Page text:
▼▼▼
Someone kindly sent me a schematic.
2008-12-17

Update: Charger goes Bang

Been working fine every day at 14A for years. Today, turned it on, got a new buzzing out of it, then about a minute later there was a bang, all the front panel lights went out, and the Bad Smell emerged. Invisible smoke.

2007-06-15

Update: Everything Works

Everything has been working fine. I've added an emergency stop switch which disconnects the batteries from the inverter, through a 100A DC solid state relay. The switch is screwed to my desk, in one corner. Obviously I have no kids.

2007-05-07

Update: Earthing Review

Thanks to Martin Merewether for prompting another review of the safety earth design on this configuration. Martin wrote:

Both amplifier earth and computer earth should be connected to power
supply earth. If you have 100 ohms between the two, you have an
earthing problem of one (or both) devices. I suggest you find out
which and fix it.  The earth strap may take fault current, and may
(inappropriately) shunt fault current to the other device, raising the
chassis potential above ground, with safety implications.
The 100 ohms reading was bogus, because current was flowing at the time of measurement and the meter is not designed for taking resistance measurements in-circuit. But the hum and voltage difference remains significant to the discussion.

The safety earth follows this path:

The safety earth for the amplifier departs from this path at the switched power board. So it is how the earth passes from the power board to the computer that has to be reviewed.

The way in which the charger passes the earth to the output negative terminal is in doubt. It may need to be more explicit. There is no specification for it to pass the earth, yet I've always known that the negative terminal to be at earth potential. There is no external chassis earth lug. With the charger off and disconnected, the DMM reads 0.2 ohms between the chassis and the negative output terminal, but the reading took a little while to settle. The DMM also reads battery voltage between the positive output terminal and chassis.

The next thing to do is to open up the charger and find out how the earth is passed.

2007-04-16

Update: Earth Loop Hum

So, the computer has a sound card, and the output is connected to a Silicon Chip Studio Twin 50 Amplifier, thence to a pair of quite large speakers. The amplifier is powered from the same supply as the charger, not from the inverter. Ever since making this Online UPS, there has been a persistent 50Hz hum when the amplifier is on.
▲▲▲
Entries provided:
▼▼▼
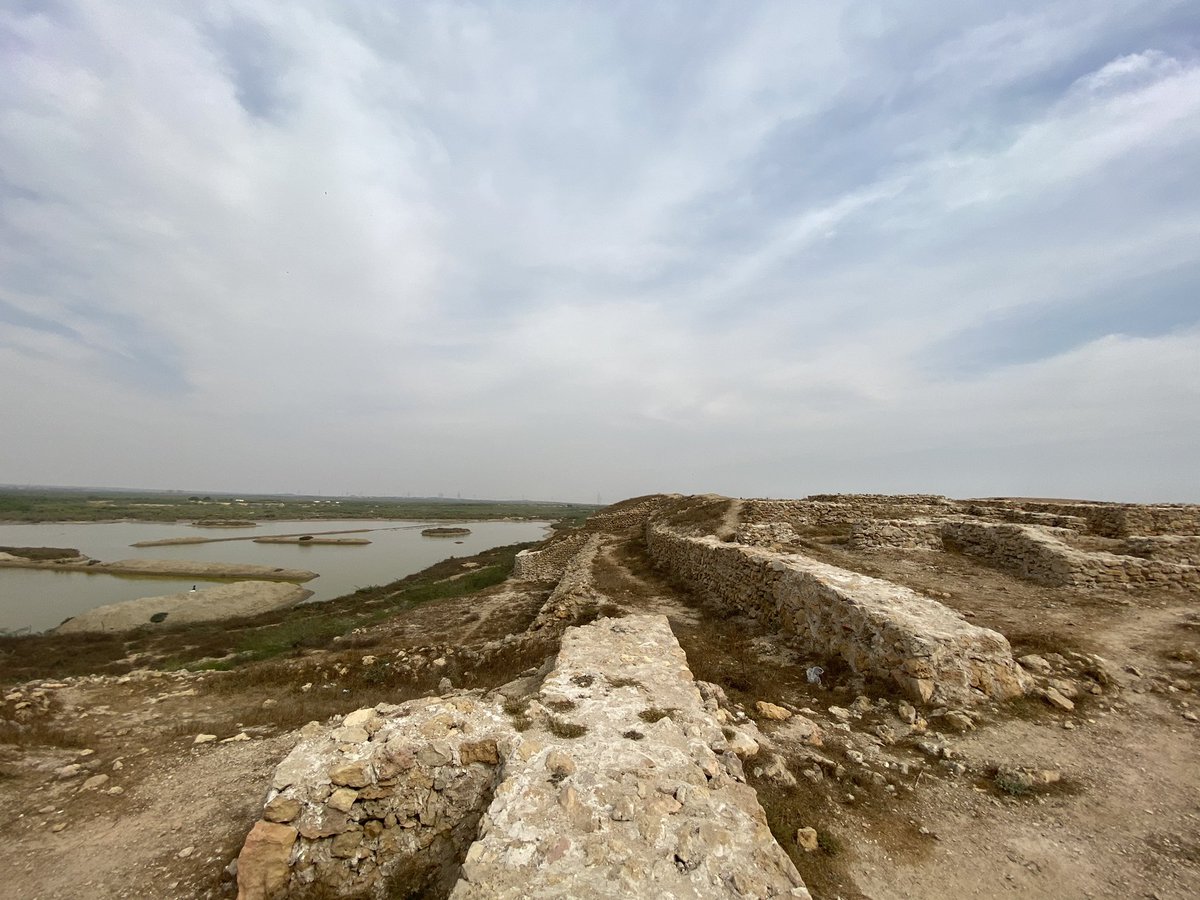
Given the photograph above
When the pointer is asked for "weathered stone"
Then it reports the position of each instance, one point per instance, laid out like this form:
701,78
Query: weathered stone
769,711
346,844
263,863
281,809
1055,699
360,719
484,751
342,799
352,774
94,783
▲▲▲
Problems:
• a. Answer these from the UPS notes:
(i) At what current had the charger run every day for years?
(ii) What rating does the DC solid state relay have?
(iii) What is the frequency of the hum?
• b. Pick up the UPS notes after their final sentence and carry on writing.
You won't need the lines for this.

Final answers:
• a.
(i) 14A
(ii) 100A
(iii) 50Hz

• b.
Using a Digital Multimeter, measuring the AC voltage between the earth lug of the amplifier and the chassis of the computer ... 0.005V. Measuring the resistance with power applied to the computer and the charger ... positive 100 ohms, or negative 100 ohms, depending on how the probes are attached.

Adding an earth strap fixes the hum. But will that earth strap ever have to take any fault current?

Vote: only if the inverter fails and the connection from inverter earth to the battery bank negative pole is broken,
quozl you are nuts,
dude, this is cool,
here is how to do it better.
Name: (optional)
Comments:
2007-04-02

More Capacity

Two more batteries were added to the bank. These are new VRLA batteries normally used for traction supply in electric scooters. They are 40AH each. That brings the bank capacity to 170AH, and a run time to depletion of about 12 hours.

The charging current is now likely to trigger the over-current protection feature of the power supply.

It was important to use sealed batteries, since this is meant to be an office environment. I also had to be able to lift the things. And they had to be available locally. There are far better batteries to use, but the intersection of these requirements is a small set.

2007-03-19

Design

A few weeks ago, Quozl lost his Matrix 5000 UPS to lightning. So he's used the bank of batteries with an inverter and charger, to form an online uninterruptible power supply.

Measurements

The charger has a voltage and current display.

The battery and output voltage is also checked with a Fluke 10 multimeter.

An energy meter kit is used on the 230V AC output of the inverter. (Silicon Chip, Dick Smith Electronics part number K 7217)

Computer and LCD Panel

Computer alone

Problems

1. Wrong charger for the job

Starting up each morning involves turning on the float charger until the bank voltage achieves 13.8V, then turning on the regulated charger.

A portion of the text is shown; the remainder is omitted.